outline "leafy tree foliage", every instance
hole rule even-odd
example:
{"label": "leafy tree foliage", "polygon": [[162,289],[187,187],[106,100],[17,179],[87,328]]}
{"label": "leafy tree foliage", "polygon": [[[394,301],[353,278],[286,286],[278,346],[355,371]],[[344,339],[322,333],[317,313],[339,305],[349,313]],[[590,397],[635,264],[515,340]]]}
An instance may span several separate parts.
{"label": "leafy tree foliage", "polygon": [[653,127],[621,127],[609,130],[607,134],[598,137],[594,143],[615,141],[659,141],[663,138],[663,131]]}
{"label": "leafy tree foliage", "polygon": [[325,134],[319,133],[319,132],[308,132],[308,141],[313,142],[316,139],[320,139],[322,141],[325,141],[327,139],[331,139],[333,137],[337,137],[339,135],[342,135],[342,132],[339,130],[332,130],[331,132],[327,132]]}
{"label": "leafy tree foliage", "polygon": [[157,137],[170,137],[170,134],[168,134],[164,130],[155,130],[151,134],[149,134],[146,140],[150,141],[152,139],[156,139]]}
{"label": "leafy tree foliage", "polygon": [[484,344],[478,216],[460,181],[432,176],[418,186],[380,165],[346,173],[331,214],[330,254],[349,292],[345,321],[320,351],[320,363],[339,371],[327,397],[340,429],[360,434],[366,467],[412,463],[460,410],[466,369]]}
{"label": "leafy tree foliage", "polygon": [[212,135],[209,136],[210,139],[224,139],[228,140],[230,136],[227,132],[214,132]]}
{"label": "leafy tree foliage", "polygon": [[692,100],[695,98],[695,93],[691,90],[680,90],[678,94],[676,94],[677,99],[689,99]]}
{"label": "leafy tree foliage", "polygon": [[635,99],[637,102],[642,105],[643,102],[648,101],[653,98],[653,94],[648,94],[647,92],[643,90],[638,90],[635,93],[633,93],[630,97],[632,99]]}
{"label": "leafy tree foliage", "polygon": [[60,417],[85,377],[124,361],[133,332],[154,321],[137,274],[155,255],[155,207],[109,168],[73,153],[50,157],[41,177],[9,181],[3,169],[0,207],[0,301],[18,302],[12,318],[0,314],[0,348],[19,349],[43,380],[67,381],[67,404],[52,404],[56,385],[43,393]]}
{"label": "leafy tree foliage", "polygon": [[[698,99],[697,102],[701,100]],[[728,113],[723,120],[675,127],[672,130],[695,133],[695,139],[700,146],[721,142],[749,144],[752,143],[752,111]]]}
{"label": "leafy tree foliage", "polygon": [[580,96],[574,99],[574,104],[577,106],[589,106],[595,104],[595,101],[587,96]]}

TASK OBJECTIVE
The full listing above should be restated word for word.

REPLY TO THE EXERCISE
outline "leafy tree foliage", every instance
hole rule even-odd
example:
{"label": "leafy tree foliage", "polygon": [[162,289],[187,187],[106,100],[17,179],[87,328]]}
{"label": "leafy tree foliage", "polygon": [[[394,301],[353,278],[286,286],[278,346],[355,371]],[[344,339],[322,333],[317,313],[339,305],[349,313]],[[590,397],[635,264],[515,340]]]}
An instance may span several separate parts.
{"label": "leafy tree foliage", "polygon": [[653,127],[621,127],[609,130],[607,134],[598,137],[594,143],[615,141],[659,141],[663,138],[663,131]]}
{"label": "leafy tree foliage", "polygon": [[325,134],[319,133],[319,132],[308,132],[308,141],[313,142],[316,139],[320,139],[322,141],[325,141],[327,139],[331,139],[333,137],[337,137],[339,135],[342,135],[342,132],[339,130],[332,130],[331,132],[327,132]]}
{"label": "leafy tree foliage", "polygon": [[157,137],[170,137],[170,134],[168,134],[164,130],[155,130],[151,134],[149,134],[146,140],[150,141],[152,139],[156,139]]}
{"label": "leafy tree foliage", "polygon": [[484,344],[478,216],[460,181],[432,176],[418,186],[380,165],[346,173],[331,214],[330,254],[349,292],[345,321],[320,351],[320,363],[339,371],[327,397],[340,429],[360,434],[366,467],[412,463],[460,410],[466,369]]}
{"label": "leafy tree foliage", "polygon": [[212,135],[209,136],[210,139],[224,139],[228,140],[230,136],[227,132],[214,132]]}
{"label": "leafy tree foliage", "polygon": [[692,100],[695,98],[695,93],[691,90],[680,90],[678,94],[676,94],[677,99],[689,99]]}
{"label": "leafy tree foliage", "polygon": [[635,99],[637,102],[642,105],[643,102],[648,101],[653,98],[653,94],[648,94],[647,92],[643,90],[638,90],[635,93],[633,93],[630,97],[632,99]]}
{"label": "leafy tree foliage", "polygon": [[60,417],[85,377],[124,361],[133,332],[154,321],[137,274],[155,255],[155,207],[109,168],[73,153],[50,157],[41,177],[9,181],[3,169],[0,207],[0,301],[18,302],[12,318],[0,314],[0,348],[19,349],[43,380],[67,381],[67,404],[52,404],[56,385],[43,393]]}
{"label": "leafy tree foliage", "polygon": [[[698,99],[697,102],[701,100]],[[728,113],[723,120],[675,127],[672,130],[695,133],[695,139],[700,146],[721,142],[749,144],[752,143],[752,111]]]}
{"label": "leafy tree foliage", "polygon": [[580,96],[574,99],[574,104],[577,106],[589,106],[595,104],[595,101],[587,96]]}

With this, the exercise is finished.